** start **

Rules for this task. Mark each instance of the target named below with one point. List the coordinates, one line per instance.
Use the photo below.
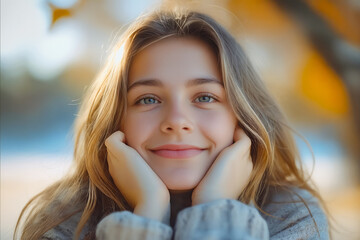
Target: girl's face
(178, 118)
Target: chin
(181, 183)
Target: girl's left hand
(229, 174)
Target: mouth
(177, 151)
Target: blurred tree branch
(339, 54)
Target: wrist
(154, 210)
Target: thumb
(238, 134)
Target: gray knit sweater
(284, 216)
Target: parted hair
(89, 190)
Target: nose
(176, 120)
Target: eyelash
(142, 99)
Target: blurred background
(306, 51)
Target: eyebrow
(158, 83)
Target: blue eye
(205, 99)
(147, 101)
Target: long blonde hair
(90, 190)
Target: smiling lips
(177, 151)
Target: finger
(114, 138)
(238, 133)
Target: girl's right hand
(134, 178)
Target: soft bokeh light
(52, 49)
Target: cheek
(137, 129)
(219, 127)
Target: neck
(178, 201)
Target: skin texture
(176, 97)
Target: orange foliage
(341, 16)
(322, 86)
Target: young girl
(178, 138)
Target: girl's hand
(134, 178)
(229, 174)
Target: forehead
(176, 58)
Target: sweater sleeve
(290, 218)
(126, 225)
(221, 219)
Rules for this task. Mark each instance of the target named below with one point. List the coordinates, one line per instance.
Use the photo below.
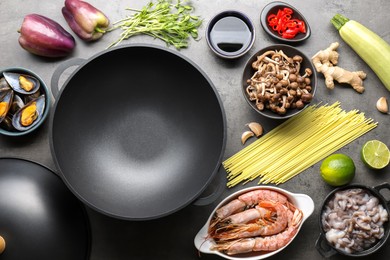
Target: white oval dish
(301, 201)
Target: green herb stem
(172, 23)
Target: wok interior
(138, 132)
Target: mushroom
(306, 97)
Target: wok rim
(165, 212)
(86, 219)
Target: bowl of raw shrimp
(254, 223)
(354, 221)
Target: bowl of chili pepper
(284, 23)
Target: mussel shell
(40, 109)
(13, 80)
(7, 97)
(7, 124)
(17, 103)
(3, 85)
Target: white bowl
(301, 201)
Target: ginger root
(325, 62)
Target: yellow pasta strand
(296, 144)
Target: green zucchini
(368, 45)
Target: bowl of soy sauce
(230, 34)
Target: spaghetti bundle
(297, 144)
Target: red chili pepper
(282, 23)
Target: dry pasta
(296, 144)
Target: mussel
(30, 114)
(22, 83)
(6, 97)
(22, 102)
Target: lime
(337, 169)
(375, 154)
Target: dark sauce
(230, 34)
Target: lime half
(337, 169)
(375, 154)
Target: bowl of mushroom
(279, 81)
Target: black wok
(137, 132)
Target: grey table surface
(172, 237)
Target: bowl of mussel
(354, 221)
(279, 81)
(254, 223)
(24, 101)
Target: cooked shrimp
(263, 227)
(267, 243)
(246, 201)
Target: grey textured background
(172, 237)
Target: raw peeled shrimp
(267, 243)
(263, 226)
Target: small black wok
(137, 131)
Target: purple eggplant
(85, 20)
(44, 37)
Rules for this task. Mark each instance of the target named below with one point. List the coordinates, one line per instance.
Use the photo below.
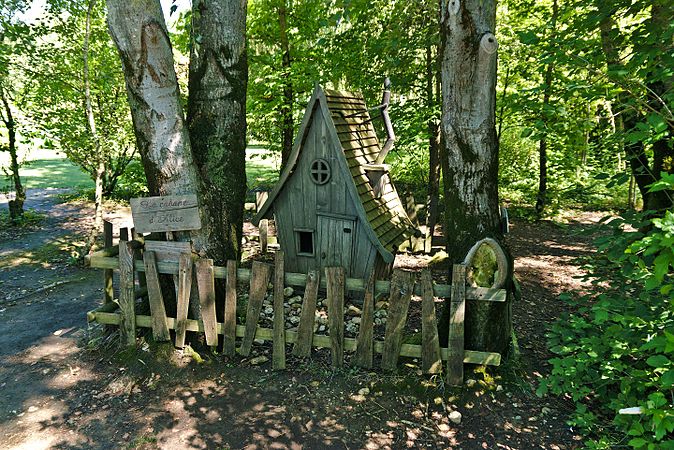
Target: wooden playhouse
(334, 204)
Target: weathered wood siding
(326, 209)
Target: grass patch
(62, 250)
(30, 219)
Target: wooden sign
(165, 213)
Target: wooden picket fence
(139, 264)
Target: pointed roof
(350, 127)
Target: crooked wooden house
(334, 204)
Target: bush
(617, 350)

** end **

Scale the records from the line containing "Target: spaghetti bundle" through the end of the records. Give every line again, requests included, but multiply each coordinate in the answers by 0.7 and round to whole numbers, halves up. Leave the pictures out.

Target: spaghetti bundle
(208, 101)
Target: red chili pepper
(197, 16)
Target: dry pasta
(207, 101)
Target: mussel
(21, 80)
(15, 58)
(4, 68)
(15, 71)
Target: lime
(236, 118)
(263, 108)
Target: dark sauce
(161, 24)
Target: lime half
(236, 118)
(263, 108)
Target: bowl of mushroom
(195, 57)
Target: black wok
(96, 92)
Target: grey table surface
(120, 166)
Target: bowl of mussel
(248, 155)
(195, 57)
(178, 156)
(17, 71)
Target: cooked shrimp
(184, 159)
(187, 170)
(172, 141)
Target: grey textured background
(120, 166)
Target: raw peeled shrimp
(187, 170)
(184, 158)
Target: small black wok
(96, 92)
Target: purple eggplant
(60, 14)
(31, 26)
Rules for this task. Mark each instance of the target named below with one point. List the coordinates, one line per instance.
Use the photo below.
Target: wooden playhouse
(234, 143)
Target: weathered wood siding
(228, 146)
Target: grass patch
(43, 175)
(21, 153)
Target: wooden sign
(116, 149)
Target: wooden picket fence
(97, 185)
Target: pointed roof
(245, 89)
Target: crooked wooden house
(234, 143)
Target: bush
(432, 245)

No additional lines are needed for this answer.